Information provided |
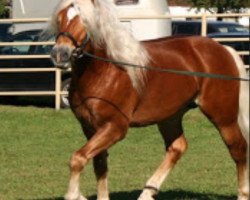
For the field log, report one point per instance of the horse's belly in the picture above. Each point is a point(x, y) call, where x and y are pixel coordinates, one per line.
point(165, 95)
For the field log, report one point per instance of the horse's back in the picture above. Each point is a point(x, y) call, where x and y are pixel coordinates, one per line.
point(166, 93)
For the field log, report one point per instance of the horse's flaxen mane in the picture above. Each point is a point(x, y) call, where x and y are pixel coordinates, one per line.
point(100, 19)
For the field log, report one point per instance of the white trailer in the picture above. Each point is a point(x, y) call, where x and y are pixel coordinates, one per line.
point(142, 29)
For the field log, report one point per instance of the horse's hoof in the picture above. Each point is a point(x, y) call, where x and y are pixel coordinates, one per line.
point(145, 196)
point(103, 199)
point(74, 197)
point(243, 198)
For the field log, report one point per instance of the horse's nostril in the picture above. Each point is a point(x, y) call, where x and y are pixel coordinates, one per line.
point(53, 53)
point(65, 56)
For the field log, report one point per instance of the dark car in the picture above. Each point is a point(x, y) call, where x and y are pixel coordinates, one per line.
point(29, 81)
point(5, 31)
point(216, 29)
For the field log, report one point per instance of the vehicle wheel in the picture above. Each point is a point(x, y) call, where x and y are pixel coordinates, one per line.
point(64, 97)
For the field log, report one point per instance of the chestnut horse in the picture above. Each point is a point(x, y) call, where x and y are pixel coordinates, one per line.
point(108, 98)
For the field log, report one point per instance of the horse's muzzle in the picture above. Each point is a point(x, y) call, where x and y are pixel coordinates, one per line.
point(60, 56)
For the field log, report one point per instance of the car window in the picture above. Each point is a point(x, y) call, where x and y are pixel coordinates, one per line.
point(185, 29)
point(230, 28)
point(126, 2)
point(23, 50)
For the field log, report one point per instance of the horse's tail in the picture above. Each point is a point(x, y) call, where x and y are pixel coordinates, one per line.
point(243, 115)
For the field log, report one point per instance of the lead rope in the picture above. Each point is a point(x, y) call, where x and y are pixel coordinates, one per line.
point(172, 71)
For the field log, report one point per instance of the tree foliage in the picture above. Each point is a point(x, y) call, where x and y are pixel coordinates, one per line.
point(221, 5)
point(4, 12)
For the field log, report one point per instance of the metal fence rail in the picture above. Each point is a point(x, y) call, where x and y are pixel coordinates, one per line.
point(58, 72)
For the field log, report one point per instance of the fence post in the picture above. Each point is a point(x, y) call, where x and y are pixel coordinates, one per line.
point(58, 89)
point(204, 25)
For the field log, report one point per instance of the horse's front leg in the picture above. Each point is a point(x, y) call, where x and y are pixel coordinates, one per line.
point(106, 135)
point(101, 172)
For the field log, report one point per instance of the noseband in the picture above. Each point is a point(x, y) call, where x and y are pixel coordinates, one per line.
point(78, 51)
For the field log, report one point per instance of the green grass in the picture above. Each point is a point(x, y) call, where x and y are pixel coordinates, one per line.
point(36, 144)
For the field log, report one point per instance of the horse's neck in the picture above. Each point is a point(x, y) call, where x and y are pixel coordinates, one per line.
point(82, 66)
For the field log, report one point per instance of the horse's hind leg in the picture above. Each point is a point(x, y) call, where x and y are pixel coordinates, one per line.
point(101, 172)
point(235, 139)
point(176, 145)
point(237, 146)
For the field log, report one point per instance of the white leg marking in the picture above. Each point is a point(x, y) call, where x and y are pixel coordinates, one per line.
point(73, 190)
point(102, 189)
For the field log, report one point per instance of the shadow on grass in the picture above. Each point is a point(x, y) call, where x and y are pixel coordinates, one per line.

The task | Quote all of the entries above word for word, leaving the pictures out of your answer.

Written answer |
For the field log, report one point per instance of the horse's belly in the picture above. Each point is a point(x, y) call, where x and y are pixel coordinates, one per line.
point(165, 95)
For the field log, report one point per instance of the horse's back in the picture above. Each point is a point(x, y) call, where x and y are pixel coordinates, one per line.
point(166, 93)
For the field log, report one point per instance of the horse's flaxen mane in the picture above. Each point is a point(x, y) call, where x and y are pixel coordinates, one per line.
point(100, 19)
For the field log, report one point per instance of the white trailer in the picture above. Each point is a point(x, y) call, where x and y are pixel coordinates, one per line.
point(142, 29)
For the field log, report one point per instance of the horse's hoof in the picture above. Each point is a point(x, y) call, where x and y are pixel coordinates, one per line.
point(145, 196)
point(103, 199)
point(74, 197)
point(243, 198)
For the field log, report one point per instance of the horse's nostril in the picture above. Each point is a point(x, y) call, where x and y are pixel coordinates, one per line.
point(53, 53)
point(65, 56)
For the field log, report one point per instance of the dark car in the picture above. Each point is a point(x, y) call, where x and y are pixel coordinates, one per line.
point(29, 81)
point(5, 31)
point(216, 29)
For the field log, report one point per instance of the vehicle wheel in the picture above. Each point is a point(x, y) call, where x and y are pixel coordinates, one per line.
point(64, 97)
For the field log, report one point per instance of the chestnut horse in the picture above. Each point is a point(x, y) call, where x and y are pixel coordinates, one per line.
point(108, 98)
For the field log, report one point per instance of the horse's muzzle in the picture above. Each point is a point(x, y) call, where x and y are pixel coordinates, one per line.
point(60, 56)
For the field log, report one point per instance of the car window in the picture above. Each point is a point(x, y) call, where x and y are pixel coordinates, one per line.
point(185, 29)
point(230, 28)
point(126, 2)
point(23, 50)
For the field log, report one point per instance of the horse's tail in the picture above. Each point is a point(x, y) call, where x and y are pixel coordinates, one per line.
point(243, 115)
For the field log, report one point per instance of the lead rope in the picture above. Each point is a point(x, y) call, where x and y are pixel coordinates, one per line.
point(172, 71)
For the field log, report one point per instance of the tree foliage in the picture above. Each point is a point(x, y) call, where x and y are pixel coordinates, one per line.
point(221, 5)
point(4, 12)
For the field log, report one point per instance of the metal fence rail in the picture above. Each point is a point(x, y) call, where x and y are pixel coordinates, one per line.
point(58, 72)
For the field log, report one point per instance of the fence post in the picture above. Each point is a point(x, y) call, where x and y are pixel coordinates, one per line.
point(58, 89)
point(204, 25)
For the field log, report one point per instance of the horse's front leg in the picture above. Each point is a point(x, y) call, where x and y are pixel coordinates, one per line.
point(106, 135)
point(101, 172)
For the field log, report one point per instance of the noseband in the picture above. Each point is a point(x, y) call, where x and y are pixel coordinates, one per line.
point(78, 51)
For the field log, report one point per instance of the green grass in the picture above. Each point is a point(x, y) call, where x and y are pixel coordinates, one per line.
point(36, 144)
For the field log, report one point per instance of the horse's neck in the picture above. Each point is a point(x, y) call, where x and y are pixel coordinates, one per line.
point(82, 66)
For the field log, report one point per instance of the horse's hind leg in the picture above. Each point is a point(x, y) call, where x and y are pixel coordinates, one per line.
point(101, 172)
point(235, 139)
point(176, 145)
point(237, 146)
For the field log, report one point per instance of the white leg marking in the picture above. Each point is a point(x, y) call, where x and y are pixel coordinates, one per line.
point(73, 190)
point(102, 189)
For the field log, report one point per instance of the shadow on grass in the picture above. Each point is a point(x, y) call, where x and y are pixel coordinates, one per line.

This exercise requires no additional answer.